[Exercise description] When you print the records below, keep every word exact and leave out the images.

[Recorded data]
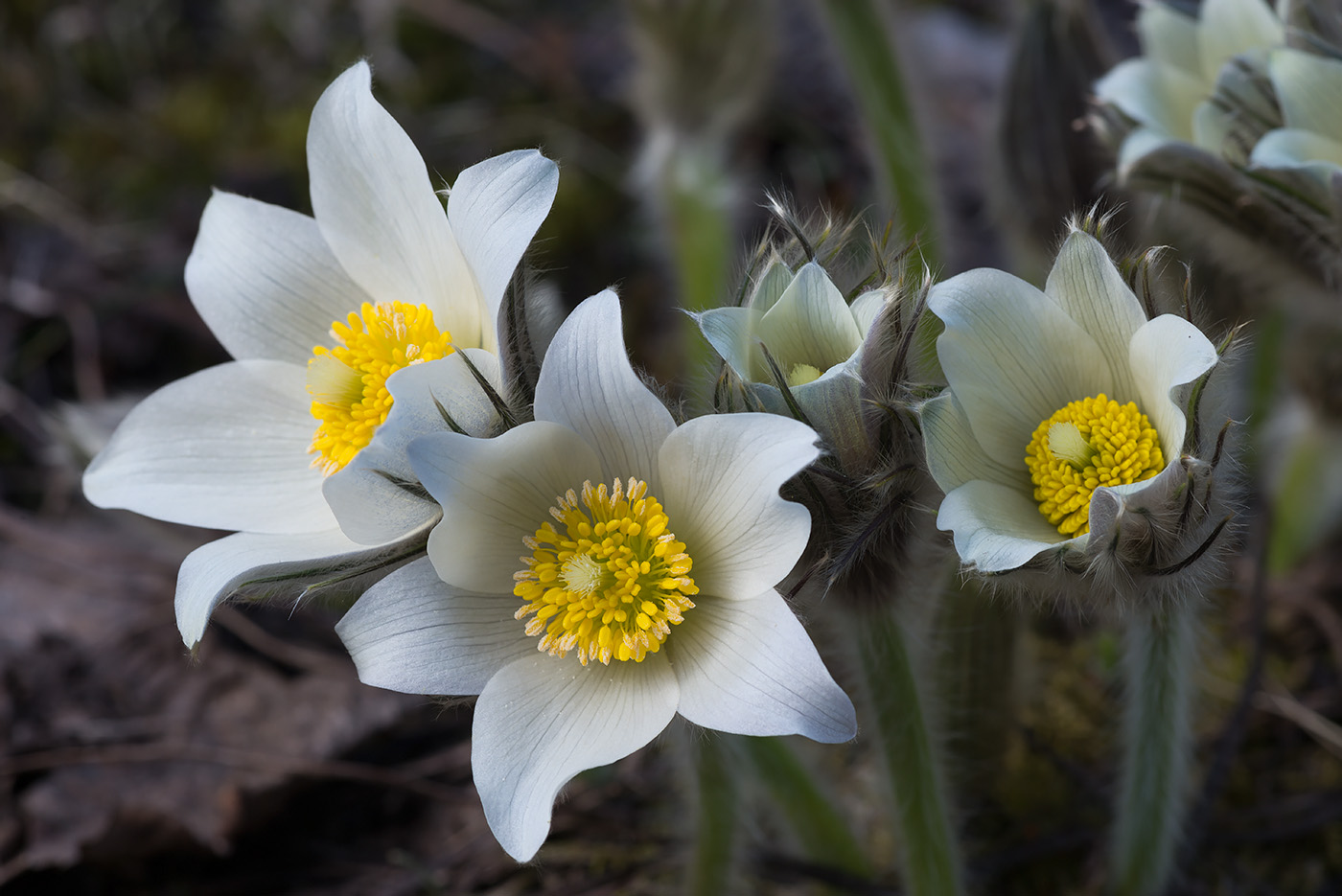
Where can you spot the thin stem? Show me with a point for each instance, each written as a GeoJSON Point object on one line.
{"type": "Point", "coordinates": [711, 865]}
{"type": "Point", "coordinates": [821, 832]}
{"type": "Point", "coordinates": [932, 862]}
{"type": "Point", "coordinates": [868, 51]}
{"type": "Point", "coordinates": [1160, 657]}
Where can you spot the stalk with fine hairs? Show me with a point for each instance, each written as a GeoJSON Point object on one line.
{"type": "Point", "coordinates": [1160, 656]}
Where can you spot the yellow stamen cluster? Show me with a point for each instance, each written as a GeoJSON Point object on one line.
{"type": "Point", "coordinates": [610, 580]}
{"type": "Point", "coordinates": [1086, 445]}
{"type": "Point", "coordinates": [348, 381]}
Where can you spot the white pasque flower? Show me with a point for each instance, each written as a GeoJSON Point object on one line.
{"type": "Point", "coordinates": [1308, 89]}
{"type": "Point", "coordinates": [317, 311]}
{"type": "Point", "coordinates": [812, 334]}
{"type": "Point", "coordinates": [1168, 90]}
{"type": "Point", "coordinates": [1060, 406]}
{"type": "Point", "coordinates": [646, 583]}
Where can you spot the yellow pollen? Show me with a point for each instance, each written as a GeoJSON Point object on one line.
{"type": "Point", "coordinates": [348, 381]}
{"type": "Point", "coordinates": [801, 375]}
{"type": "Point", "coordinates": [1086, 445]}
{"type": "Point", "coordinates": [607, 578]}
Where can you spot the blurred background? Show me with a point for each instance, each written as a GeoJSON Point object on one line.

[Output of the exercise]
Where can you spot the thin stem? Show me with a point for each instance, each written as a GeoJSON Point object on one line.
{"type": "Point", "coordinates": [711, 865]}
{"type": "Point", "coordinates": [821, 832]}
{"type": "Point", "coordinates": [932, 862]}
{"type": "Point", "coordinates": [868, 51]}
{"type": "Point", "coordinates": [1160, 657]}
Where can you spot the stalk with fine hairs? Show me with a point for each instance, each written as a GeoJSON Point object on one line.
{"type": "Point", "coordinates": [1160, 656]}
Where can you spot the yellow stamen cluster? Show me with a point for each instance, each written as a GeoJSON Point object on one line.
{"type": "Point", "coordinates": [610, 580]}
{"type": "Point", "coordinates": [1086, 445]}
{"type": "Point", "coordinates": [348, 381]}
Where can you spot the white pasque flower? Show me with a point for each instance, each written as a GeoJSON Point object on one line.
{"type": "Point", "coordinates": [1308, 89]}
{"type": "Point", "coordinates": [317, 311]}
{"type": "Point", "coordinates": [812, 334]}
{"type": "Point", "coordinates": [1168, 90]}
{"type": "Point", "coordinates": [1060, 406]}
{"type": "Point", "coordinates": [646, 583]}
Where can you spot the yellow pollen? Show me with a point for each instance, each written as a GeoJSON Point object on one line.
{"type": "Point", "coordinates": [348, 381]}
{"type": "Point", "coordinates": [801, 375]}
{"type": "Point", "coordinates": [1086, 445]}
{"type": "Point", "coordinates": [607, 578]}
Where can you spot the blurred background? Show me with a point for each instance, each written as a GeoJSON Point object on one line.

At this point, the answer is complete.